◆ **EXERCISE DETAILS**
Pick out the lines below that contain the string "girl" and copy them all.

:: MATERIAL TO PROCESS

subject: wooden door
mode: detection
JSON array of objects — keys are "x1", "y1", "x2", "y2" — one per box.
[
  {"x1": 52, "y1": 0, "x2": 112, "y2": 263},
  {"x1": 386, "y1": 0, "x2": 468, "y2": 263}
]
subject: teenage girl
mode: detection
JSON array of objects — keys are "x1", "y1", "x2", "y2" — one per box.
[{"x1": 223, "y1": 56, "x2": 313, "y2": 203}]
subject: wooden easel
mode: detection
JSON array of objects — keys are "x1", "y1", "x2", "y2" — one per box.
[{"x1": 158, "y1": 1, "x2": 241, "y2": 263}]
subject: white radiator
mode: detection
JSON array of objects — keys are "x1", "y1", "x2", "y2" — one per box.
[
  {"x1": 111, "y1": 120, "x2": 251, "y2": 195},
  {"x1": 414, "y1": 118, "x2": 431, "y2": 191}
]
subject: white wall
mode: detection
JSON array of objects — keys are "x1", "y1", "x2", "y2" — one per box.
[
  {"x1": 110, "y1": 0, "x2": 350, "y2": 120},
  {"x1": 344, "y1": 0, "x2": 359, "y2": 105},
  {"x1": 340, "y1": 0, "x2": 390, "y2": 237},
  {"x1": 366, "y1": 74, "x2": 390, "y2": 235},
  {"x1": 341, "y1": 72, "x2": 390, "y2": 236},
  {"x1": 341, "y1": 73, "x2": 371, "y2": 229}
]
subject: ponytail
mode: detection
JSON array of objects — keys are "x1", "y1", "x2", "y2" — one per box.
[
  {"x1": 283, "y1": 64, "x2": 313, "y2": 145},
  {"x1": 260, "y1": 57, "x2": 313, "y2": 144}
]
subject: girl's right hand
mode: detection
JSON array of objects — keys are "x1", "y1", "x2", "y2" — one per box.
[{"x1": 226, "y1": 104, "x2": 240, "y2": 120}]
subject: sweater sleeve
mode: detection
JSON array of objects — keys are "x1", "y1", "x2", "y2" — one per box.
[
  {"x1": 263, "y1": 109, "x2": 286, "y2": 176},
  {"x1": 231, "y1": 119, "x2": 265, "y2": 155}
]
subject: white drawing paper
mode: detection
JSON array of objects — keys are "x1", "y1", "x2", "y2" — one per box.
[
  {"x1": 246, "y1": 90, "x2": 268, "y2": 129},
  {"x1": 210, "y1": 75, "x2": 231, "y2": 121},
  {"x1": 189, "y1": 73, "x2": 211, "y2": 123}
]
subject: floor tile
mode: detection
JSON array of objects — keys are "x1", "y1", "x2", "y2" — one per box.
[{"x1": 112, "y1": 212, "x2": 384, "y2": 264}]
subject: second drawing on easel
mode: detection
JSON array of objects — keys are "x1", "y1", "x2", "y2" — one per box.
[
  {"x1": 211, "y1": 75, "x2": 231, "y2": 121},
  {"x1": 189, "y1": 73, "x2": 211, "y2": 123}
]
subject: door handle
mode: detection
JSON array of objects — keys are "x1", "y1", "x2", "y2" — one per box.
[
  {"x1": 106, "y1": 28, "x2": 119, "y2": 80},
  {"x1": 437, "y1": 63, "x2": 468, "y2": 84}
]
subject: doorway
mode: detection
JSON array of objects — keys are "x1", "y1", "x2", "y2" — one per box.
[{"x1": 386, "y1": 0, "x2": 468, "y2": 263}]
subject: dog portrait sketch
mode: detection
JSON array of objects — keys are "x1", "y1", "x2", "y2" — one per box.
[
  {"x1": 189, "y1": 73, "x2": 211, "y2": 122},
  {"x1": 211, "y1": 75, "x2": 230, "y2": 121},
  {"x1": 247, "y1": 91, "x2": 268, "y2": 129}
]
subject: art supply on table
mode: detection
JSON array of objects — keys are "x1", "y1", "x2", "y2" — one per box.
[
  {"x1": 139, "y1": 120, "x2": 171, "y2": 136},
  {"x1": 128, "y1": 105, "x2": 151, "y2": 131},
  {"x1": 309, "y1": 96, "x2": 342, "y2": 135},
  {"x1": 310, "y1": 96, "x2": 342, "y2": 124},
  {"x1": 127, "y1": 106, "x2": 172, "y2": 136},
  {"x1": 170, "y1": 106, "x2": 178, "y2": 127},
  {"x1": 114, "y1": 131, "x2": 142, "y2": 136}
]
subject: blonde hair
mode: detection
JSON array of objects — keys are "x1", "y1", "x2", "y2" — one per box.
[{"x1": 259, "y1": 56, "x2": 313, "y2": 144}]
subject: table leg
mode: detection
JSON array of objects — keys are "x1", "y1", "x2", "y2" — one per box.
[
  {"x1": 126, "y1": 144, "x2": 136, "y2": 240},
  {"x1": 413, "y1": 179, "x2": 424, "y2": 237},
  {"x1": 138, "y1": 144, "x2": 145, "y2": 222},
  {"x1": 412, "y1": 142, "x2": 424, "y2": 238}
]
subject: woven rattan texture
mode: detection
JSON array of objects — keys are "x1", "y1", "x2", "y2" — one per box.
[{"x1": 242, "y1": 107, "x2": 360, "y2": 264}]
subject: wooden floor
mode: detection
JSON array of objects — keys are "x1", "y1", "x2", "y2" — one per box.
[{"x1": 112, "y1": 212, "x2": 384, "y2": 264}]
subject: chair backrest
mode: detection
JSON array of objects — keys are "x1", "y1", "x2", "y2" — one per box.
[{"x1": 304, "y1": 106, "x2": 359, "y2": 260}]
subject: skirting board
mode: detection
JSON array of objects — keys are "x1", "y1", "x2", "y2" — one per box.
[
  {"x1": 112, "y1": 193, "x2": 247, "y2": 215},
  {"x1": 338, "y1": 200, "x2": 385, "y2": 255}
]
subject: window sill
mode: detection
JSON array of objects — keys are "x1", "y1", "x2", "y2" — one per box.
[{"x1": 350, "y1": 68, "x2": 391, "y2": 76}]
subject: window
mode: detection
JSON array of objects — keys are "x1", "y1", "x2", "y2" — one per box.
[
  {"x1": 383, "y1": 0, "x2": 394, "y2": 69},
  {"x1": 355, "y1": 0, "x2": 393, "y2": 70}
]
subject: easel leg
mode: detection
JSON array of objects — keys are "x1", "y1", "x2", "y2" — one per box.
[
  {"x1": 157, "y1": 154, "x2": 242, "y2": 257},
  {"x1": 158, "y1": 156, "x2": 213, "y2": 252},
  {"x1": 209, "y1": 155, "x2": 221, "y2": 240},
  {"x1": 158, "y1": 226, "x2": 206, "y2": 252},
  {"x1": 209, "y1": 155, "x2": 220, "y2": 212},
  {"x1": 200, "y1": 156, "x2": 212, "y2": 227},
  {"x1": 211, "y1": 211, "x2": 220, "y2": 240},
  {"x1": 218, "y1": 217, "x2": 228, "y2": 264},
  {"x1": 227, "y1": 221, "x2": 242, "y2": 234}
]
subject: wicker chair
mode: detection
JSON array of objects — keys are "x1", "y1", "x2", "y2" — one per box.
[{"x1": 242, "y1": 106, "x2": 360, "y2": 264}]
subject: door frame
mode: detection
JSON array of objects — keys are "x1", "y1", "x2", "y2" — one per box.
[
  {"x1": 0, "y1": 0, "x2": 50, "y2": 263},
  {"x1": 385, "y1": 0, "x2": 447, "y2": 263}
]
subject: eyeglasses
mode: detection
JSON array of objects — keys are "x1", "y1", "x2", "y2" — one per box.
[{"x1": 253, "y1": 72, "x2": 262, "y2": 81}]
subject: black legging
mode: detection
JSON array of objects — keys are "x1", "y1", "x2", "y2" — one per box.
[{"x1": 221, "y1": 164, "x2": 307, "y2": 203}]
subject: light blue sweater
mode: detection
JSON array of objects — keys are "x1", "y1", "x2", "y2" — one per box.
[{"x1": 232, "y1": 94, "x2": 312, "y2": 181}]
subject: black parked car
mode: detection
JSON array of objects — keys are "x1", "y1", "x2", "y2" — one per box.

::::

◆ **EXPECTED ANSWER**
subject: teenage girl
subject: girl's right hand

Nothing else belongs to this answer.